Énoncé écrit 1: Dans le passage sur l'exposition « Pouvoirs de la terre », quel surnom donne-t-on à Seyni Awa Camara ?
Énoncé écrit 2: Poursuivez le passage sur l'exposition « Pouvoirs de la terre » après sa dernière phrase.

Les artistes, chacun à leur manière, réenchantent notre compréhension du lien sacré qui unit l’humanité à la terre. À travers leurs œuvres, Sheila Fuseini et Adewumi Oyeyemi plongent le spectateur dans un dialogue fascinant entre le passé et le présent, évoquant les désastres diluviens d’antan et leurs échos dans notre réalité actuelle, où inondations et déplacements forcés des populations marquent le quotidien.
Seyni Awa Camara, celle que l’on surnomme la potière de Casamance, aborde son art avec une sensibilité unique. À travers l’argile — umhlaba, la terre maternelle — elle tisse des liens profonds avec l’environnement, exaltant la beauté et la richesse de ce matériau, tout en célébrant ses racines culturelles. De son côté, Soly Cissé, armé d’une ironie délicate, revisite le mythe du Jardin d’Eden, où Ève, loin de céder à la tentation, se métamorphose en serpent, incarnant ainsi le symbole de la régénérescence.
« Pouvoirs de la terre » transcende les simples représentations pour offrir un récit visuel vibrant et interconnecté, qui retrace l’histoire de la Nature et de sa relation symbiotique avec l’humanité. Ce parcours artistique invite le spectateur à se perdre dans un univers où l’argile, avec toute sa force et sa fragilité, devient le fil conducteur d’une exploration passionnante des liens culturels et environnementaux. Cette exposition est une ode à la terre, un appel à redécouvrir notre place dans un monde en perpétuelle mutation.
Adewumi Oyeyemi
Artiste nigérian basé à Ondo City, Adewumi Oyeyemi se distingue par un art engagé et critique qui aborde les crises climatiques impactant les populations de sa région natale. À travers ses œuvres, il élargit son discours en mettant en lumière les interconnexions entre ces enjeux environnementaux et les problématiques socio-politiques de son pays, en particulier en période préélectorale, alors que le sud du Nigeria est frappé par des inondations sans précédent.
Les créations d’Adewumi Oyeyemi s’érigent en métaphores puissantes, enracinées dans l’identité de sa terre et les souffrances qui en perturbent l’harmonie. Son travail tisse des éléments poétiques et symboliques, réactivant la sagesse des proverbes Yorubas. Par exemple, dans sa toile “Flood in Nigeria II“, l’image de l’eau débordant d’un panier en osier fait écho au proverbe : “Qui utilise un panier pour aller chercher de l’eau, se trompe”, une réflexion sur l’inefficacité et les limites face à un monde en crise.
En intégrant des figures inspirées par les mythes autochtones Yorubas, Adewumi Oyeyemi confère une dimension intemporelle à son message, soulignant les défis contemporains tout en résonnant avec les récits ancestraux. Son art devient ainsi un puissant écho des thématiques abordées dans l’exposition « Pouvoirs de la terre », où les préoccupations environnementales et sociales s’entrelacent, invitant le spectateur à réfléchir sur les implications de notre époque.

[Enregistrements du jeu de données sur l'emplacement des objets]
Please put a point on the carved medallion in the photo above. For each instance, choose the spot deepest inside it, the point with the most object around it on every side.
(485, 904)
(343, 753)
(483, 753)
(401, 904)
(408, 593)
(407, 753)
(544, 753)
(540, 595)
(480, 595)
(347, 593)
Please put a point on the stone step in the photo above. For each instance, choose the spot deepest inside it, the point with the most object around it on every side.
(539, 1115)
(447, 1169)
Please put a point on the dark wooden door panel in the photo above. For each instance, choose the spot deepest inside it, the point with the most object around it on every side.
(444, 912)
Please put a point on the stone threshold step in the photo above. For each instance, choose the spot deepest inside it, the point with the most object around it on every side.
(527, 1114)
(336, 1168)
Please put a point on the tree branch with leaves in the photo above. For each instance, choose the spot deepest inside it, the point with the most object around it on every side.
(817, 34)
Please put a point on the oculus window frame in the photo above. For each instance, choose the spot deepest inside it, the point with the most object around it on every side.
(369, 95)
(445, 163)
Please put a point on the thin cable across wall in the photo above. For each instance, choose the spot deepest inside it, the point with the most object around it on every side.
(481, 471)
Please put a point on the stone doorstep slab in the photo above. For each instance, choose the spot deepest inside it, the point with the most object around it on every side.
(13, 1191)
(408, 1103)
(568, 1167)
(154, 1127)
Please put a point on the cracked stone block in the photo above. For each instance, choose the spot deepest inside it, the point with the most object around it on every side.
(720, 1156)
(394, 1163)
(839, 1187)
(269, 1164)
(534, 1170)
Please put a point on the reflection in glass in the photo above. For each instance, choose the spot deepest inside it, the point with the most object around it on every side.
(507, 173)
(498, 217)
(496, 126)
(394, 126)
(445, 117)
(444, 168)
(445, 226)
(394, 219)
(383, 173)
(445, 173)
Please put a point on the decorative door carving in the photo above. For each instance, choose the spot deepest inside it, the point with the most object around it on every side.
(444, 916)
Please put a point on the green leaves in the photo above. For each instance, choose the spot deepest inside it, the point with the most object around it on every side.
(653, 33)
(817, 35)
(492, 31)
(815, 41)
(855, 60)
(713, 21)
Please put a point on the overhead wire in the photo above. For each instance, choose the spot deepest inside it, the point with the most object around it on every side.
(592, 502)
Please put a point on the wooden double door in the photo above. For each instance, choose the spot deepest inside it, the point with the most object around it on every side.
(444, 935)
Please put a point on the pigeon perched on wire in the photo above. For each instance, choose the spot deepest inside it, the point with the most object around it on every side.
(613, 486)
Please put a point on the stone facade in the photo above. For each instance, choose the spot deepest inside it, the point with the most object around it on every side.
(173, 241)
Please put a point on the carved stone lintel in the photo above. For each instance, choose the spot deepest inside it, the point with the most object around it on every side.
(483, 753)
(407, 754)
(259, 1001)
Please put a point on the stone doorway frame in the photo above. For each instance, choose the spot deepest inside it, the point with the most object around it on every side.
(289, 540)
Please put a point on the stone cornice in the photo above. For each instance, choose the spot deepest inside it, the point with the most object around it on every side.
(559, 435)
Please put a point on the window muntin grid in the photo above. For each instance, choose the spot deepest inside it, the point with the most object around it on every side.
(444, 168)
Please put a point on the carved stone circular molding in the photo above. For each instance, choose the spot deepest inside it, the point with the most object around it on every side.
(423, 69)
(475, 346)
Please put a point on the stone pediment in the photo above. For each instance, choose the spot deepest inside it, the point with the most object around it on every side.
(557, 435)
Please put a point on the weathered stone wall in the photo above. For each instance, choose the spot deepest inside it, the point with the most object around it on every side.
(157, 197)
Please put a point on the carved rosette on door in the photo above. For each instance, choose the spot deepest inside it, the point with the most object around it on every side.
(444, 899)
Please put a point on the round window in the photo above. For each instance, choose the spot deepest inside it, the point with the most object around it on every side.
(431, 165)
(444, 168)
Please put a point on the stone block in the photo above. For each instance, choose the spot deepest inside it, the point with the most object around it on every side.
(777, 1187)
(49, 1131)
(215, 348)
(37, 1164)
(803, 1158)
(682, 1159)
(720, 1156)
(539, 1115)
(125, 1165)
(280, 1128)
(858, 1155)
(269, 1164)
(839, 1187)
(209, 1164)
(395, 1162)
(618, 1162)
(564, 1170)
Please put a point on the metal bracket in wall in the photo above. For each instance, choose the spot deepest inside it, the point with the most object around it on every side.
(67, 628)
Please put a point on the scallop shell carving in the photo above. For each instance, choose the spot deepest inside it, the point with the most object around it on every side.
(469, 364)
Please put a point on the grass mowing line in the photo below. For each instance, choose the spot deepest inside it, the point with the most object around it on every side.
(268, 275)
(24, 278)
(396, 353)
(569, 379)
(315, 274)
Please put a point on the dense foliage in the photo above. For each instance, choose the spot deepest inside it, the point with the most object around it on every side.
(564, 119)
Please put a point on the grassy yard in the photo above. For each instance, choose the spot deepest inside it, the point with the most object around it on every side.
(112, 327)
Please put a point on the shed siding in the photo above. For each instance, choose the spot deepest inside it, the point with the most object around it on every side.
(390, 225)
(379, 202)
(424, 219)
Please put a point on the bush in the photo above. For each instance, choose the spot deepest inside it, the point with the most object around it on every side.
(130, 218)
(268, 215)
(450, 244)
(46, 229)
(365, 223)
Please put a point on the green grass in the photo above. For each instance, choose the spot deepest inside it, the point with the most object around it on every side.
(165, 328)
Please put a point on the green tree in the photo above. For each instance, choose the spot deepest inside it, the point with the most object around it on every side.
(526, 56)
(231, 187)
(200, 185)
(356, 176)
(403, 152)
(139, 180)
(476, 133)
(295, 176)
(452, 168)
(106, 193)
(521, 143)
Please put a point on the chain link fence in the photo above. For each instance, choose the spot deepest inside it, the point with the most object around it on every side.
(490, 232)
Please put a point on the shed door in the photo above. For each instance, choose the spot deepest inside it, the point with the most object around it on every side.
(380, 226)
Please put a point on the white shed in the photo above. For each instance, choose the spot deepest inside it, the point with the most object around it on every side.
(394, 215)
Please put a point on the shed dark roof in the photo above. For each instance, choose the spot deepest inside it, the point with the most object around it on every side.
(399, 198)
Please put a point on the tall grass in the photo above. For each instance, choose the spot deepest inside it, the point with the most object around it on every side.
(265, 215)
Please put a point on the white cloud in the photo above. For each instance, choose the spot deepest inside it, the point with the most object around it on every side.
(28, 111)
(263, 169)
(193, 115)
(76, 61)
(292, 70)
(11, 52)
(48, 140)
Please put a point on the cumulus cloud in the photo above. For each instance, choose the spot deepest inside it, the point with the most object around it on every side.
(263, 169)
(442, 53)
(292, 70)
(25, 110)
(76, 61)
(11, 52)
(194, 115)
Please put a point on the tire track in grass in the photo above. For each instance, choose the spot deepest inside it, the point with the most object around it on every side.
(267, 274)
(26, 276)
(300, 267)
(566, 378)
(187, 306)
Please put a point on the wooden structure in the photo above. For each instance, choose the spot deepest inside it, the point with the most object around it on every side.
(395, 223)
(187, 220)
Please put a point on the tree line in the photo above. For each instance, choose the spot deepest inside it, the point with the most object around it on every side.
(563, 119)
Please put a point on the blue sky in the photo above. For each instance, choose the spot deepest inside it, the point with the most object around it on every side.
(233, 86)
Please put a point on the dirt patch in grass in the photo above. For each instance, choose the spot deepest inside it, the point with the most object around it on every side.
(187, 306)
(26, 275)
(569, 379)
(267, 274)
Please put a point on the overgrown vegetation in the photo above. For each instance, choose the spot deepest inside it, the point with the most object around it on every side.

Bonne réponse 1: On la surnomme la potière de Casamance.

Bonne réponse 2:
Seyni Awa Camara
Née à Bignona, Seyni Awa Camara vit et crée en Casamance, au Sénégal, où ses œuvres délicates s’enrichissent des légendes et croyances locales, plongeant le spectateur dans l’univers fascinant des mythes ancestraux sénégalais tout en célébrant les techniques artisanales de sa région. Potière d’exception, elle a su mener une véritable croisade pour l’élévation de cet art, la propulsant sur la scène mondiale après avoir surmonté le poids des interdits ancestraux.
Initiée dès son enfance aux secrets de la poterie par sa mère et sa grand-mère, Seyni Awa Camara façonne ses personnages avec soin, puis les cuit à basse température dans un four à ciel ouvert, installé dans la cour de sa maison. Son entrée sur la scène artistique internationale s’est faite avec éclat lors de l’exposition « Les magiciens de la terre » en 1989 au Centre Pompidou, qui a permis de révéler l’étendue de son talent à travers le monde.
Son œuvre a suscité un vif intérêt, faisant l’objet de plusieurs documentaires, publications et expositions, notamment « Ex Africa » de Philippe Dagen au musée du quai Branly en 2021. Parmi les marqueurs de son succès, ses créations sont également mises en avant à l’Ambassade des États-Unis à Dakar, dans le cadre du programme « L’Art en Ambassades » (AIE), et participeront à la biennale Dak’art de 2024, visible jusqu’en décembre prochain.
Chaque « enfant-poterie » qu’elle façonne raconte une histoire, évoque un souvenir et incarne la richesse de son patrimoine. Seyni Awa Camara n’est pas seulement une artiste ; elle est une gardienne de la mémoire, une voix de la terre qui transforme l’argile en poésie palpable et intemporelle.
Sheila Fuseini
Sheila Fuseini à travers ses toiles, offre un voyage visuel immersif au public, les invitant à découvrir le monde selon sa perspective. Originaire du Nord du Ghana, elle dépeint avec poétique les paysages de savanes, ses lignes d’horizon, ses ciels et les rives de l’immense lac Volta qui traverse son pays, évoquent une expansion libre, limitée seulement par les bords de la toile.
L’engagement poétique de l’artiste avec la couleur évoque une perception sensorielle inspirée par Kandinsky, oscillant entre abstraction et figuration, où chaque élément, de la maison à la feuille, possède une valeur égale. Par l’application du collage avec des chutes de cuir sur tulle ou panneau, elle confère à sa peinture une matérialité tactile, ouvrant la voie à de nouvelles interprétations. La juxtaposition des surfaces, égale en intensité, rappelle la technique du kente, symbole des valeurs sociales ghanéennes.
Ces œuvres, véritables cartographies émotionnelles, relient sa région natale du Nord, ainsi que le vaste ciel du Sud et les rives du lac Volta, formant un kaléidoscope visuel qui trace son parcours créatif, nourri par ses souvenirs, son identité et sa culture dans le contexte du Golfe de Guinée, où elle vit aujourd’hui. Des valeurs créatives en parfaite harmonie au fil conducteur de l’exposition « Pouvoirs de la terre ».
Soly Cisse
Dans le cadre de « Pouvoirs de la terre », la galerie présente un ensemble exceptionnel de dessins au fusain de l’artiste sénégalais Soly Cissé, datés de 2002 à 2005, issus de la série “Le Monde Perdu“, accompagné d’une toile grand format de sa récente série “Écosystèmes“. À travers ses œuvres, Soly Cissé explore une relation profonde avec la Nature, animée par les mêmes forces qui façonnent les destins humains.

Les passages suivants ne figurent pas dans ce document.